- _YOUR TASK_
Work out how many lines of the items below contain the string "scrum", with case counting, and reply with that number alone.

Raw records:
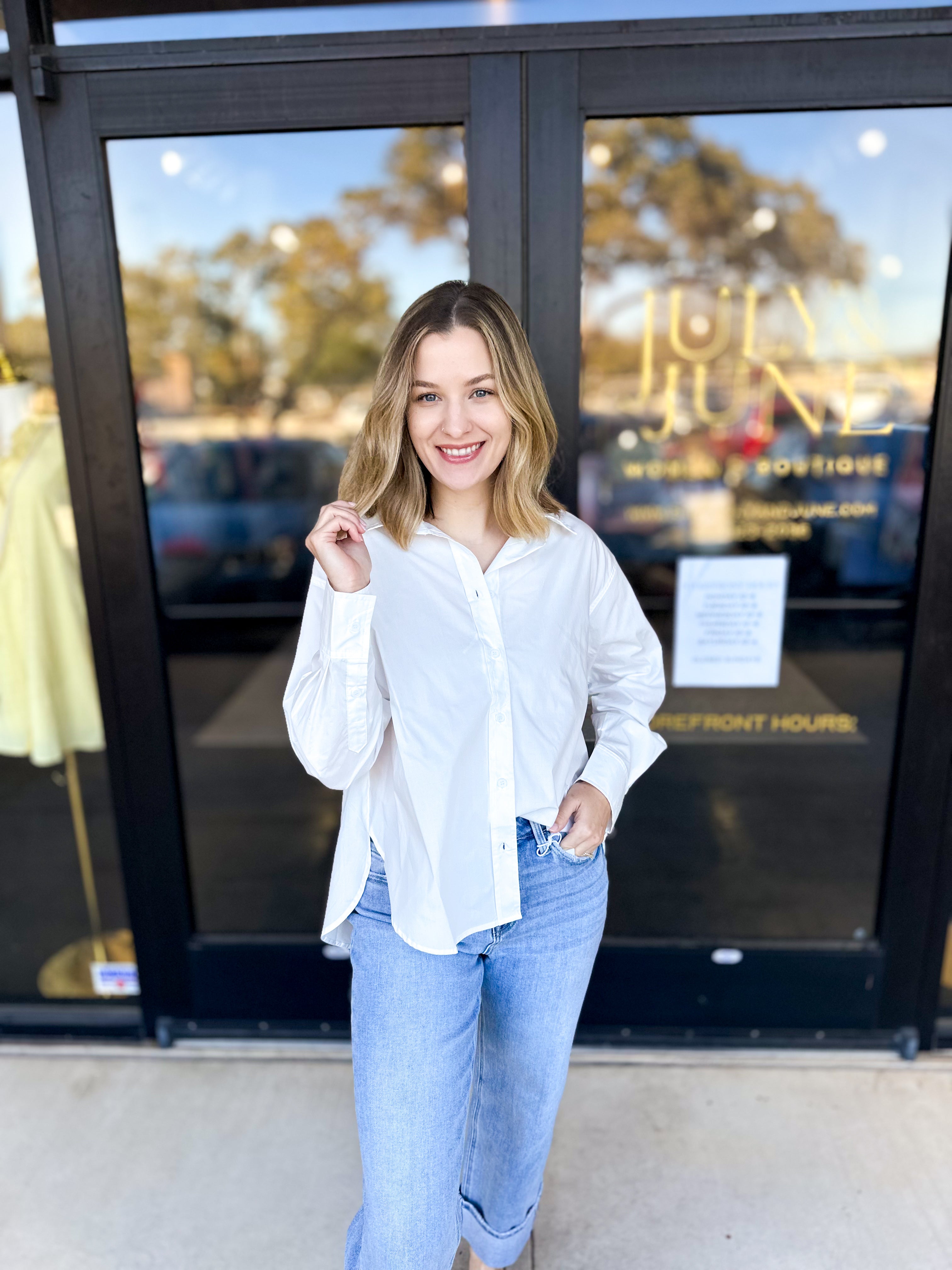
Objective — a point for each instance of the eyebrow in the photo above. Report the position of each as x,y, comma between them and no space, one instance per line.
477,379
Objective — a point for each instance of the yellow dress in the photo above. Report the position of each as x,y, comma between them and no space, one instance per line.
49,696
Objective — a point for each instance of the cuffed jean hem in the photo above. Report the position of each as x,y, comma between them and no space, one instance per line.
494,1248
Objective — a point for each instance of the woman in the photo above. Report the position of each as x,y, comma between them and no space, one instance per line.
450,647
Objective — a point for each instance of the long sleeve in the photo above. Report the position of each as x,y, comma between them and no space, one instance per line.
626,685
336,709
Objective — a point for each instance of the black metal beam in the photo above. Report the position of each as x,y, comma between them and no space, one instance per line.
569,37
810,75
272,98
79,276
496,174
917,878
554,272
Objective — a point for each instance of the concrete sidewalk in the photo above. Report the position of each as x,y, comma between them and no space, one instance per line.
246,1159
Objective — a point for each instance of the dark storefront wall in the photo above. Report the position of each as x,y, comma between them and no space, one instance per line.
813,858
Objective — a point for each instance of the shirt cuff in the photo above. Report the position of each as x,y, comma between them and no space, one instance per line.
609,775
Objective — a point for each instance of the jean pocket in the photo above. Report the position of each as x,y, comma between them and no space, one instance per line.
570,855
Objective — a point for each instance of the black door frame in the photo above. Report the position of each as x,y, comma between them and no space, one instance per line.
524,94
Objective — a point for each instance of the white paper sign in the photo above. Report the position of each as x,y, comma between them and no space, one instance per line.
729,621
115,978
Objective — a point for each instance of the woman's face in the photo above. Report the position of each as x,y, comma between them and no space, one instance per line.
457,423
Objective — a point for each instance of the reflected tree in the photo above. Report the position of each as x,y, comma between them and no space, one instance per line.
187,303
662,196
296,305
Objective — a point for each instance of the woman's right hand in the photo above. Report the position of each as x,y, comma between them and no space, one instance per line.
338,546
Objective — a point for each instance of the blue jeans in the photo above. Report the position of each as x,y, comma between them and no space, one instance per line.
460,1063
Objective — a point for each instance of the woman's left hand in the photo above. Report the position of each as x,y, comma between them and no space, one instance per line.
592,813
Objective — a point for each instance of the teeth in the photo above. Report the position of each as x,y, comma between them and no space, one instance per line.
460,454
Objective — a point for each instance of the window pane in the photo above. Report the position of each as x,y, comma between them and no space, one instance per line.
61,896
762,309
262,277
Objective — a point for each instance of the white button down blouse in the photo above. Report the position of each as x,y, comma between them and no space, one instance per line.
446,703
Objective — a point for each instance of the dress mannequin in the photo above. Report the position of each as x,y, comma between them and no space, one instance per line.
49,696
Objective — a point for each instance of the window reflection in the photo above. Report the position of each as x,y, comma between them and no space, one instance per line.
757,374
254,337
762,309
262,277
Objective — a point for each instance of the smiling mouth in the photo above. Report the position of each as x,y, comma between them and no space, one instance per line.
461,454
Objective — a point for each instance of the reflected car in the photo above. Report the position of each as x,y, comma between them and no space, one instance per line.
229,519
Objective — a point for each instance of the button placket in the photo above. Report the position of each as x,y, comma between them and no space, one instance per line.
502,785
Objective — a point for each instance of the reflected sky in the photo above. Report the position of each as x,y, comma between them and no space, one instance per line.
416,16
888,178
215,186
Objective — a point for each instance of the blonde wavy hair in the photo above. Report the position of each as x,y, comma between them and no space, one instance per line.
384,475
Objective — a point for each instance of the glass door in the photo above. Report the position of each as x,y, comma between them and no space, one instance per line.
762,309
262,276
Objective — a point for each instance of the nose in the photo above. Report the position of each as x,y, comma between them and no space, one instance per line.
456,425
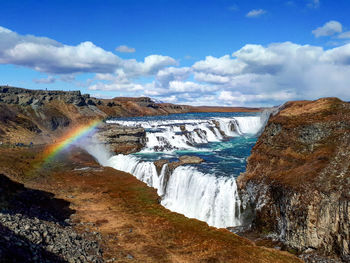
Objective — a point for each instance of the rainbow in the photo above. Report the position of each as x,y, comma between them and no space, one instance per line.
69,139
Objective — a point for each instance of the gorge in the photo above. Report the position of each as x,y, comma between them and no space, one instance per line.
293,186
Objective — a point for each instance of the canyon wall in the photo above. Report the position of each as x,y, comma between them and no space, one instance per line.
298,179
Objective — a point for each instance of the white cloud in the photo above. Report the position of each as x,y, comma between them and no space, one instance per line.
49,56
313,3
125,49
251,76
344,35
328,29
220,66
255,13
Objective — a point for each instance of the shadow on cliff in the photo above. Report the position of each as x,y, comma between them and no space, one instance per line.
15,198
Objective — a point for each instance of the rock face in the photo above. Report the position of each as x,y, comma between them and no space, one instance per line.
40,115
298,178
185,159
121,139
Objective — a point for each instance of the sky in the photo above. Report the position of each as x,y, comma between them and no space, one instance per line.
207,52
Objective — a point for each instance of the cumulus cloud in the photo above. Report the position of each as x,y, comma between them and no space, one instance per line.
255,13
254,75
49,56
276,73
313,3
344,35
328,29
125,49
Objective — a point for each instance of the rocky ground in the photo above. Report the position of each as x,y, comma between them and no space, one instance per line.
40,116
297,179
109,215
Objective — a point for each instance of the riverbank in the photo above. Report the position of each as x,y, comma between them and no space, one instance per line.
126,214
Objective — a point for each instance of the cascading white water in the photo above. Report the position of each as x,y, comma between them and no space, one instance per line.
213,199
205,197
168,135
196,195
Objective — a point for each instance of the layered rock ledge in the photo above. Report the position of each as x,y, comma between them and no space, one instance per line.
298,179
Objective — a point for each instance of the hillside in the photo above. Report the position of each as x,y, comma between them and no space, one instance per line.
40,115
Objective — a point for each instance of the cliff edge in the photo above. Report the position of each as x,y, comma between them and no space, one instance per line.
298,178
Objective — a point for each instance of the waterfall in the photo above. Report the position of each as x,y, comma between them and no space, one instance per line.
187,191
205,197
170,135
196,194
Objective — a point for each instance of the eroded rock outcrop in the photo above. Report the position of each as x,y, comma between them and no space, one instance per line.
298,178
121,139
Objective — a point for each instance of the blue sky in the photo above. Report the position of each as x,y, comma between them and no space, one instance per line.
223,52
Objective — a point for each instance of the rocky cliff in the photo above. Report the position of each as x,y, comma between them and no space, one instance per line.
40,115
298,179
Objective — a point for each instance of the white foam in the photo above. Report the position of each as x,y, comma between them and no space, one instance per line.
188,191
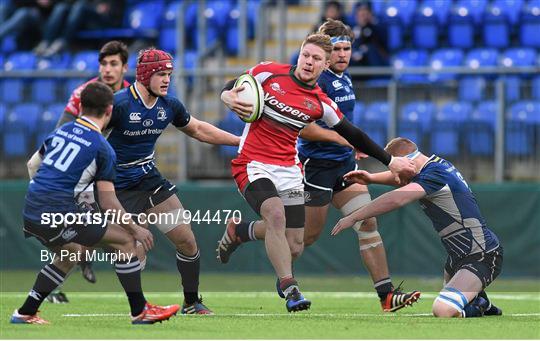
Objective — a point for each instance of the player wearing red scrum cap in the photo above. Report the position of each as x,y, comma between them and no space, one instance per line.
140,114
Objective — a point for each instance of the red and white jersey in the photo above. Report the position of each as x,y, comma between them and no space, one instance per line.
289,106
74,104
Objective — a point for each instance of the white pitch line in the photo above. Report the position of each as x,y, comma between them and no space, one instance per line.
266,294
301,315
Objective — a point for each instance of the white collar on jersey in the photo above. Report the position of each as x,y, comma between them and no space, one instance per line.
91,122
142,100
332,72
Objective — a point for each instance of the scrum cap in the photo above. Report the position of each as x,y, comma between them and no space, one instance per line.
151,61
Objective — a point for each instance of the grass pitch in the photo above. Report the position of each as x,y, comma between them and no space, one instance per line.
246,308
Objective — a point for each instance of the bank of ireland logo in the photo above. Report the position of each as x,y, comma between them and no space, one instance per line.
162,115
135,117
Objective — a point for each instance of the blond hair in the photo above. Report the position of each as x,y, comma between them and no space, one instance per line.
336,28
400,146
321,40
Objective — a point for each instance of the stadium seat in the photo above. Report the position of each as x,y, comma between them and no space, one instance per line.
440,8
403,9
411,58
530,26
20,126
515,57
358,113
472,88
44,90
480,130
461,29
47,122
375,121
444,58
474,8
12,90
415,120
496,29
20,61
536,88
510,8
445,132
396,31
425,31
85,61
522,124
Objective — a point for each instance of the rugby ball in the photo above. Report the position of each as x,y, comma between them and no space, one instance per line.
252,93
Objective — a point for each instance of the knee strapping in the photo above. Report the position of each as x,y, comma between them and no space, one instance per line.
354,204
453,298
166,222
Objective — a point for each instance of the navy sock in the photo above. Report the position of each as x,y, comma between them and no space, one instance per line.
129,274
383,287
48,279
189,268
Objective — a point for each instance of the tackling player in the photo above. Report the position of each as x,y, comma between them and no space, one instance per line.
141,113
74,156
267,170
474,253
325,163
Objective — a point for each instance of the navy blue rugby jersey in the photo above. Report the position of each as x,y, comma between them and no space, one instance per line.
453,210
135,130
340,90
73,157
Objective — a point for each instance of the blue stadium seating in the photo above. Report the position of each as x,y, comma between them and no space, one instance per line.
19,129
496,29
472,88
461,29
415,120
515,57
85,61
375,120
403,9
440,8
510,8
530,26
12,90
445,132
536,88
20,61
425,31
358,113
44,90
522,124
411,58
443,58
47,122
479,131
475,8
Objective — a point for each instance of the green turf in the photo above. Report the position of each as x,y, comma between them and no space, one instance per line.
339,311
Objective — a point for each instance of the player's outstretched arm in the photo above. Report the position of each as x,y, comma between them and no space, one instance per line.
314,132
383,204
109,202
205,132
365,178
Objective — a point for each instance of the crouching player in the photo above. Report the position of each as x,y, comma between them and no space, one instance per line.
74,156
474,252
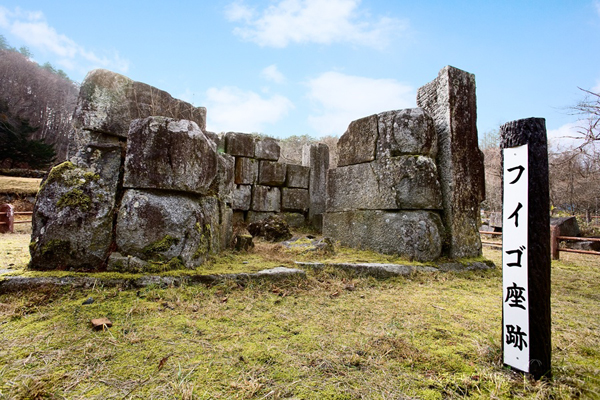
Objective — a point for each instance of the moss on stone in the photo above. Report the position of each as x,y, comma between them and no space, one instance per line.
91,177
157,267
75,198
160,246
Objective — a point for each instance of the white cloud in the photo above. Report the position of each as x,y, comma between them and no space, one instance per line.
32,28
233,109
343,98
272,73
238,12
316,21
566,136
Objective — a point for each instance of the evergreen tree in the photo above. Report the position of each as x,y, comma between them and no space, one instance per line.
17,149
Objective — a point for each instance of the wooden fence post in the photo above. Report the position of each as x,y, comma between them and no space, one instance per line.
7,216
554,242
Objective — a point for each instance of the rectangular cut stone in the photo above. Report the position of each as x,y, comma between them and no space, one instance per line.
417,235
409,131
168,154
316,157
266,198
223,184
395,183
451,100
297,176
267,149
255,216
108,102
239,144
238,218
357,145
295,199
242,197
246,171
225,225
271,173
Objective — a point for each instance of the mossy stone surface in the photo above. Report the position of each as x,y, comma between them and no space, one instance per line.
75,207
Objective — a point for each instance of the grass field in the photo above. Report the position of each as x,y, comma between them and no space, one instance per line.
20,186
331,336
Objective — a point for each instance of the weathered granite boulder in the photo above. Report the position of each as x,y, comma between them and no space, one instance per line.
416,235
254,216
73,214
240,144
405,183
246,171
297,176
267,149
242,197
271,173
357,145
409,131
108,102
168,154
266,198
450,99
294,199
168,231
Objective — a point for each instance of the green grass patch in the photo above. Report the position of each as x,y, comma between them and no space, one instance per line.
331,336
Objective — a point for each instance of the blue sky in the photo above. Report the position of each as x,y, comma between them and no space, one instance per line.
293,67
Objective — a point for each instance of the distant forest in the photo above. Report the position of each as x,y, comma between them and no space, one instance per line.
37,103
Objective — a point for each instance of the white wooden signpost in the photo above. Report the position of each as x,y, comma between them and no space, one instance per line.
514,258
526,318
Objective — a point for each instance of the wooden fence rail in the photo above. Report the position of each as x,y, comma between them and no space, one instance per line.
555,240
7,218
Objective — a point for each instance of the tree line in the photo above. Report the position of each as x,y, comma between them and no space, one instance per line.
574,171
36,109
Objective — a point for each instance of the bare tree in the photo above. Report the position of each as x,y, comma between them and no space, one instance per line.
40,94
589,109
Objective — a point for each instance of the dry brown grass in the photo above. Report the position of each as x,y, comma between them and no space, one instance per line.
19,186
332,336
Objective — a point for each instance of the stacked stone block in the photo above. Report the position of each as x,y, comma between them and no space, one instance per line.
141,192
264,186
385,194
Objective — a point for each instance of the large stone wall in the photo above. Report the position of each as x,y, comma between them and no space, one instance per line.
147,188
410,182
386,196
141,192
263,185
450,99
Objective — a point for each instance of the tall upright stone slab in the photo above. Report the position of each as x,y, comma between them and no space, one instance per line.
450,99
526,261
316,156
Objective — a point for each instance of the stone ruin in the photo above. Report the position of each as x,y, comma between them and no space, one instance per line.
148,189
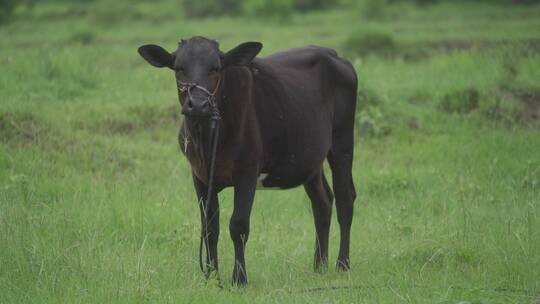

- _WORKED SOLUTION_
2